### WHAT IS BEING ASKED
Each line from the one containing "Consider the photo above. For every instance of the distant" through the end of the listing below must be copied exactly; pictures are excluded.

### RECORD EXTRACTS

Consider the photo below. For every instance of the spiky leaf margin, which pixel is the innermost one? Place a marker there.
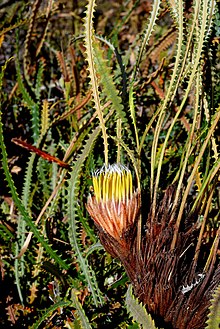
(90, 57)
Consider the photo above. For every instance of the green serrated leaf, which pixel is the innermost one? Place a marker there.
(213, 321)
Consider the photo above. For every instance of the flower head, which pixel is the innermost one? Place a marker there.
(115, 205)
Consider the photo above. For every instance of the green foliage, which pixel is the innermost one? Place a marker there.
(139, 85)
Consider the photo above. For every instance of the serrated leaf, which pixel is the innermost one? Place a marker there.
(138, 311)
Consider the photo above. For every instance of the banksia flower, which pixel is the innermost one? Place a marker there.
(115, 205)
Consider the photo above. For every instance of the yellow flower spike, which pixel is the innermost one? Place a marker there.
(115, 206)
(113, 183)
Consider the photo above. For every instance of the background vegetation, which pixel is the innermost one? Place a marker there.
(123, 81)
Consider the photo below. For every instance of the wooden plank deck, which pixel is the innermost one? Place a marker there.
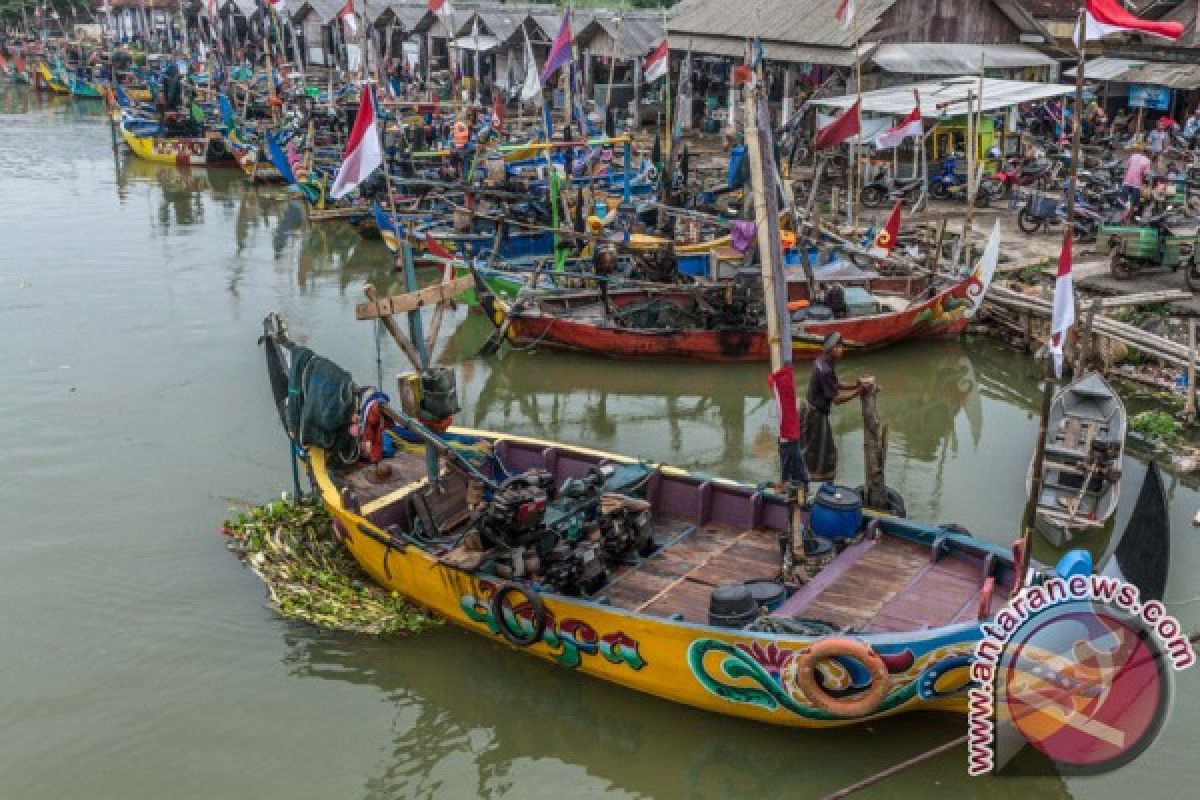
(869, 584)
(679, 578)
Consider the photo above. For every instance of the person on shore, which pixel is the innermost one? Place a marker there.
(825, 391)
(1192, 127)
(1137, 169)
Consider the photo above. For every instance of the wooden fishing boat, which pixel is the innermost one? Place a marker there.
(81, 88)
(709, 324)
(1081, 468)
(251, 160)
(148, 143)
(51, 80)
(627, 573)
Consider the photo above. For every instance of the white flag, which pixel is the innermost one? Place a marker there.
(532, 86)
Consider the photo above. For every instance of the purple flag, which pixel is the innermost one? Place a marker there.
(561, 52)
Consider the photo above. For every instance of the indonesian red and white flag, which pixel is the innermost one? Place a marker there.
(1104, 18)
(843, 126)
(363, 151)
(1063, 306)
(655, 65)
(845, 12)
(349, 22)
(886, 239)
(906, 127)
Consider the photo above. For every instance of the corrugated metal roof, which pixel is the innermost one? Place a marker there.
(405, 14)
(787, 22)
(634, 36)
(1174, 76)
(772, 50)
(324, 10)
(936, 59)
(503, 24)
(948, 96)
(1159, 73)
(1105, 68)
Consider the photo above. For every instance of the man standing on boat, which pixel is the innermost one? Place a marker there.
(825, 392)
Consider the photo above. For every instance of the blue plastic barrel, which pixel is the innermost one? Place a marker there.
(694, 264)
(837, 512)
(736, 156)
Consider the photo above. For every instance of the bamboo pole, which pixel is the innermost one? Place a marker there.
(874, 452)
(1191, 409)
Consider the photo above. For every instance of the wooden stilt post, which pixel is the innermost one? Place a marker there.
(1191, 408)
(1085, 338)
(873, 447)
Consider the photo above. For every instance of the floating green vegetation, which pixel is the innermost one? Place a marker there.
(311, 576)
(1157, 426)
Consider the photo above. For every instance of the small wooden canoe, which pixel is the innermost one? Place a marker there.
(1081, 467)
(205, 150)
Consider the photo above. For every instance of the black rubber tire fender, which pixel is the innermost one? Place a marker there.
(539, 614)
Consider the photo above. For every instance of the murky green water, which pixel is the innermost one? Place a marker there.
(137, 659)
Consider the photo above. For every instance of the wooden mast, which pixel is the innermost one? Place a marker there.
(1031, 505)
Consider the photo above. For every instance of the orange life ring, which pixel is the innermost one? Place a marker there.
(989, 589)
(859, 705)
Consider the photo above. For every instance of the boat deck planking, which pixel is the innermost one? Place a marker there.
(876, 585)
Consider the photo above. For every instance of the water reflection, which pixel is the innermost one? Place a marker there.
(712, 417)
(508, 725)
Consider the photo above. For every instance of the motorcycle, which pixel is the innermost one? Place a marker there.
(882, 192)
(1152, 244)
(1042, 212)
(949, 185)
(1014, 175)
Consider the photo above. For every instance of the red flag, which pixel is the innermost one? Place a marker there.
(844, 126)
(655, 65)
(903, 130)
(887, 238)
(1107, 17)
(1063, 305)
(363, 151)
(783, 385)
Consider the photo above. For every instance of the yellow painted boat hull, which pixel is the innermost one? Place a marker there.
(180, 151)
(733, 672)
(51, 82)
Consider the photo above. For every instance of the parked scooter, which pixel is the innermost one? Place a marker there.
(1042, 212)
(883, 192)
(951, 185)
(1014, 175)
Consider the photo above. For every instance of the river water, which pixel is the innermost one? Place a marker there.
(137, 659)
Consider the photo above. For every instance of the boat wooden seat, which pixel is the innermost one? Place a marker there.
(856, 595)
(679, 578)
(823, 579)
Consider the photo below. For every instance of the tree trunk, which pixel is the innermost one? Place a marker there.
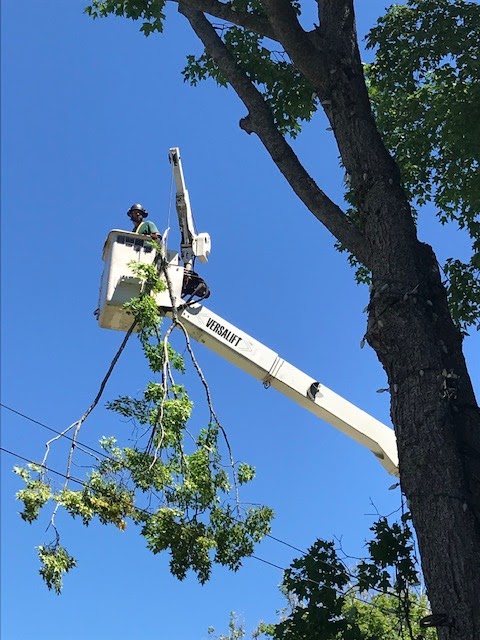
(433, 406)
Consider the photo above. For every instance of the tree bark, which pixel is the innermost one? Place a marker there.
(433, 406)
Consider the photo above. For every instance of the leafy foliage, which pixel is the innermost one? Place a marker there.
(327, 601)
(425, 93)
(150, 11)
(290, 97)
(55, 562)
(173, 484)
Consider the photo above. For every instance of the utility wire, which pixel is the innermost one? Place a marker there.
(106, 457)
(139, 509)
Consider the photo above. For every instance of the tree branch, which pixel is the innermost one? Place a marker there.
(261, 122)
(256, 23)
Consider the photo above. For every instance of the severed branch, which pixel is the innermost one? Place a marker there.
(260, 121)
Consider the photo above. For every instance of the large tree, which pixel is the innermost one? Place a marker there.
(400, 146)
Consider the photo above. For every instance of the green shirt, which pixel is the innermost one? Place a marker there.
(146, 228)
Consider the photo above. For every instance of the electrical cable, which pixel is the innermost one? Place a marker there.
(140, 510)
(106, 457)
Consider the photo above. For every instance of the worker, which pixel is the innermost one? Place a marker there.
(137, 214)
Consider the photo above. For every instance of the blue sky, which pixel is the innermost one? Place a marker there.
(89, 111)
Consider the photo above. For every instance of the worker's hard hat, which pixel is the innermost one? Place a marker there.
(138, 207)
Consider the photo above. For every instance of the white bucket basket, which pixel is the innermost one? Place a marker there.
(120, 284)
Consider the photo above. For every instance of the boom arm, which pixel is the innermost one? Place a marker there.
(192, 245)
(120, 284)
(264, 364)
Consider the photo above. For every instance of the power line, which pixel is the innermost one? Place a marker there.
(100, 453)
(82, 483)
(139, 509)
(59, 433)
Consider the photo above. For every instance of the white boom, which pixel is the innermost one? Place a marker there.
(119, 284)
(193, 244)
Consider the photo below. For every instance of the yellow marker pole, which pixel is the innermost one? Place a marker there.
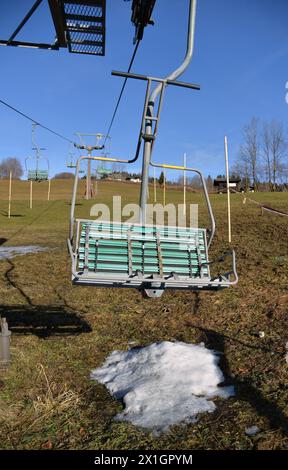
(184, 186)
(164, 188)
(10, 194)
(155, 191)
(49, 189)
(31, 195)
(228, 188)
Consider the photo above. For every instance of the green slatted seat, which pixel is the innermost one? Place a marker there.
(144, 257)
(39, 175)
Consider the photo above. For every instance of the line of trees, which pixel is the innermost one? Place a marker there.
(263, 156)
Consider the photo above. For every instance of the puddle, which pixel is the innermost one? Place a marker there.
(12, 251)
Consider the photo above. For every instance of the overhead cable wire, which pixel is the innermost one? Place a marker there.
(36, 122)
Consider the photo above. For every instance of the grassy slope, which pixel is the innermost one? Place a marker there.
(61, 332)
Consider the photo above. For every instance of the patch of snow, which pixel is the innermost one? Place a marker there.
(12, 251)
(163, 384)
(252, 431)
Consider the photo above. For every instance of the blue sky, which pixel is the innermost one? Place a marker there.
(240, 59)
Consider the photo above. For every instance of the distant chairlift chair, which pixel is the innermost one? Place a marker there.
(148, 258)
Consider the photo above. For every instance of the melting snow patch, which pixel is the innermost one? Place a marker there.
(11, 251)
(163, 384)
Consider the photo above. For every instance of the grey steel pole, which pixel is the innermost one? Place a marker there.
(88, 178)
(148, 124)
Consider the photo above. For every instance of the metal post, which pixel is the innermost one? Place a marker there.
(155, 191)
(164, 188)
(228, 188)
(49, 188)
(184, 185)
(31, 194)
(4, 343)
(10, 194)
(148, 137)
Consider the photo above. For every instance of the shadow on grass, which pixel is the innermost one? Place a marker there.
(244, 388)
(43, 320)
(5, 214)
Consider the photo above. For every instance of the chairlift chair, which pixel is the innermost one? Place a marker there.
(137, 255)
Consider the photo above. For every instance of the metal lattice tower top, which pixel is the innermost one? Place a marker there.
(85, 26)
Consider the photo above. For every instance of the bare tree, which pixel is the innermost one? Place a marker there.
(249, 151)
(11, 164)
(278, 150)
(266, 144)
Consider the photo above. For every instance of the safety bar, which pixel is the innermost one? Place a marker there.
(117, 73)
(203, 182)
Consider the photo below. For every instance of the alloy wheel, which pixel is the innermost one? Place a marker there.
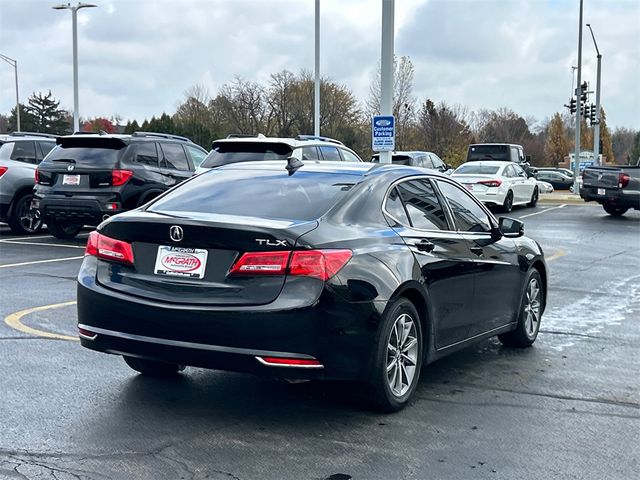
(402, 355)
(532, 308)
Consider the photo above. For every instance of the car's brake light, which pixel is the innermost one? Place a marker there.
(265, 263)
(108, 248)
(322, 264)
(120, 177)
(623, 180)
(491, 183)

### PROBLEM SOLUTION
Consider the photo above. For every instance of the distant chairlift chair, which pixel is the innermost one? Place a marker there.
(148, 258)
Consider the photo above. For every instance of the melting snow patch, which pixel is the innermost one? Place a marker there.
(11, 251)
(163, 384)
Consider the photo above. For every instance of the grey steel pole, which pixel is the innermost one? Place a marker there.
(88, 178)
(148, 124)
Consider the photo above. For every instance of the metal post, which pixel is the innermost one? Place a marker there.
(155, 191)
(164, 188)
(228, 188)
(49, 188)
(184, 185)
(31, 194)
(4, 343)
(10, 194)
(148, 137)
Consider the photo above. For every instance of the shadow on grass, which pixel is the innermost one? Place a marker there.
(244, 388)
(43, 320)
(5, 214)
Consider the photo above. For every instance of the chairlift chair, which pixel is the innermost one? Place a marker there.
(137, 255)
Consider the photo above. For every instance of the metal lattice tower top, which pixel is the innermost one? Place a marker there.
(85, 26)
Consider the photo above. For every instance of the bare tree, which pixel is the innermost one? Place a marker there.
(249, 151)
(11, 164)
(278, 150)
(266, 144)
Consider the photo above. For every instance of the safety bar, which pixel is the innermost one? Place a marker there.
(117, 73)
(203, 182)
Consider the photo below. For every instance of the alloy wheel, which pixel is the innermost one? Place a marker there.
(402, 355)
(532, 308)
Consider the photo above. For every instance of the car's brake light, which pixel is the innermost one? Place a marker there.
(265, 263)
(108, 248)
(322, 264)
(120, 177)
(623, 180)
(491, 183)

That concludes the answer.